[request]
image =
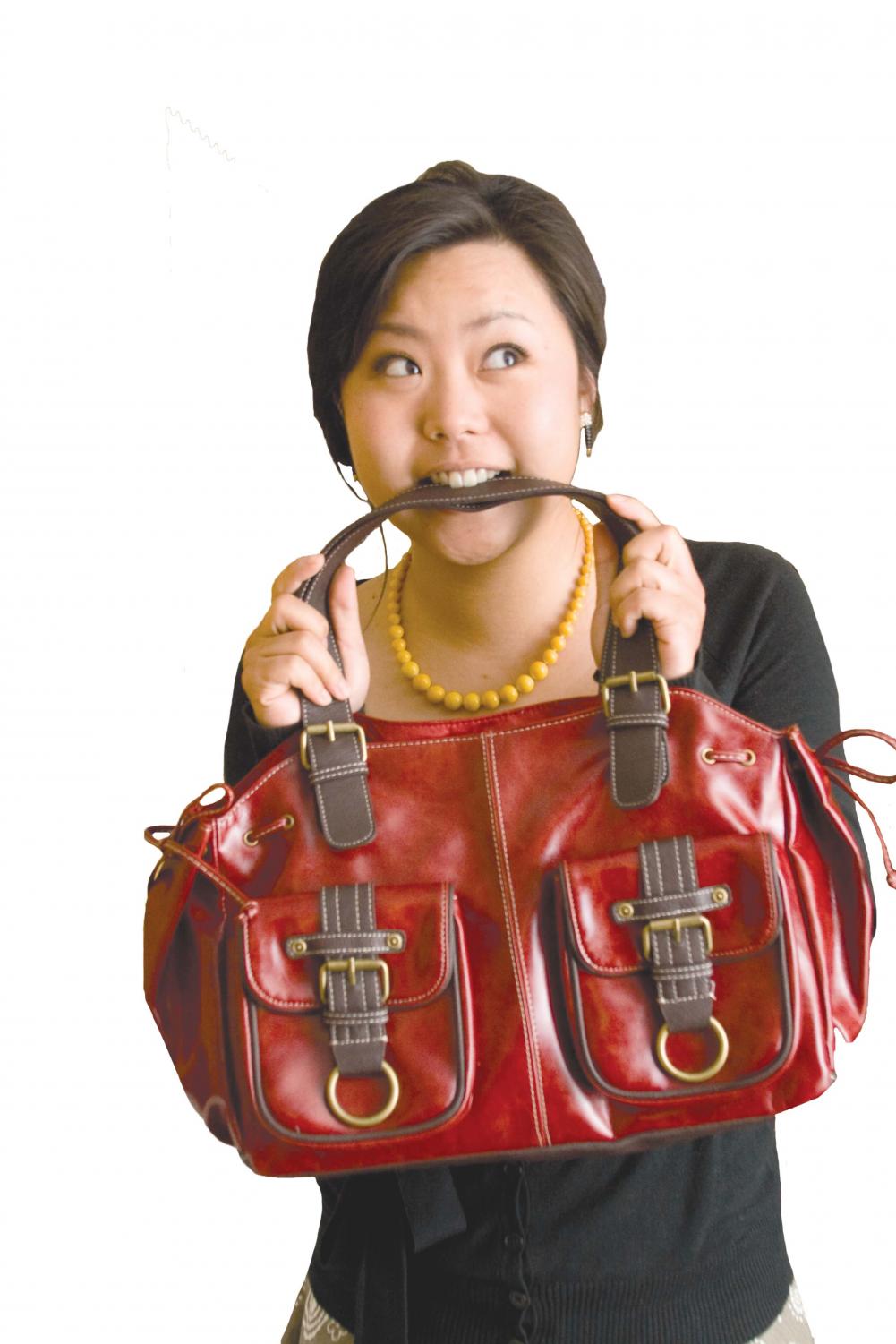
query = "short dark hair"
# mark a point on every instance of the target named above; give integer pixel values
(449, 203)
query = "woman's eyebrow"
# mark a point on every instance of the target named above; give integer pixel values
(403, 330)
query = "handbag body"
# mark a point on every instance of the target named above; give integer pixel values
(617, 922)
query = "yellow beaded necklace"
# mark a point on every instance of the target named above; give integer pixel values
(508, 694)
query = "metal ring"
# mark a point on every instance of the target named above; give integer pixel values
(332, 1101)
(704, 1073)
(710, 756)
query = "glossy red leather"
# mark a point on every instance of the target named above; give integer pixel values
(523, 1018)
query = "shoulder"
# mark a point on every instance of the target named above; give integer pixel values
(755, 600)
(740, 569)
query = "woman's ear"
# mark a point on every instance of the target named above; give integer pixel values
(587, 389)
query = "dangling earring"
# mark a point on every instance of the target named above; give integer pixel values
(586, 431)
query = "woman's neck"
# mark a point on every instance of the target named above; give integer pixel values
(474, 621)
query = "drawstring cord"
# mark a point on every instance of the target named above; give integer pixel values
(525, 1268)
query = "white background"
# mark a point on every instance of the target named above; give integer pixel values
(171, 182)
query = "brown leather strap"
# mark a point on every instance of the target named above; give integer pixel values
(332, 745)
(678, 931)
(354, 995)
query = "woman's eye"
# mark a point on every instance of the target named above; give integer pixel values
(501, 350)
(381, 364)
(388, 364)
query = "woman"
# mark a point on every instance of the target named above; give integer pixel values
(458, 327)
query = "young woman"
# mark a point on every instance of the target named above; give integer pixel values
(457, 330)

================================

About this task: When you repeat the data, keep it exact and drop every picture.

Exercise response:
[request]
image =
query = "short dark hair"
# mark a point on every instance of the target named above; give integer pixel values
(449, 203)
query = "woman's eyebrow"
# mark a point on every instance of the target named above; give integer pixel values
(403, 330)
query = "handbag body"
# mark a point on every instance of the target named above; give integer pixel values
(617, 922)
query = "yellow beaded necklace"
# mark a point on every instance of the target named above; give integer pixel values
(508, 694)
query = "metal ring"
# mark a point on every instance of the target named above; give integer pixel values
(332, 1101)
(704, 1073)
(710, 756)
query = "glossy red leather"
# mark a point on every instance of the target named above; give integer pixel values
(523, 1018)
query = "shoulder"
# mark a point on every instance of the target named above; give integer pixel values
(755, 600)
(740, 569)
query = "woman's ear"
# mark a point on every instance of the target named above; give integer pixel values
(587, 389)
query = "dangling earring"
# mark a point on every instance of the target named above; give integer pixel values
(586, 431)
query = "woman's neck"
# mark a point on every instance of the target named above; give integer pixel values
(474, 621)
query = "drawstring cord"
# mark a point on every instance of the target named above; give integer pixel values
(525, 1268)
query = "white background"
# mark a point on every instance of the target named above; give integer pixel values
(171, 182)
query = "brown leather strap"
# mark a point on every instance of the target named above; give integer pixel values
(332, 745)
(678, 931)
(354, 995)
query = "woman's eye"
# mark a point on every instance of the target named above; give integer pixel values
(501, 350)
(381, 364)
(388, 364)
query = "woman"
# mark a point on every instance of the target named above; give integer pixel values
(458, 327)
query = "young woman"
# mark a point on every instance of the target named above; give integer pixel values
(457, 330)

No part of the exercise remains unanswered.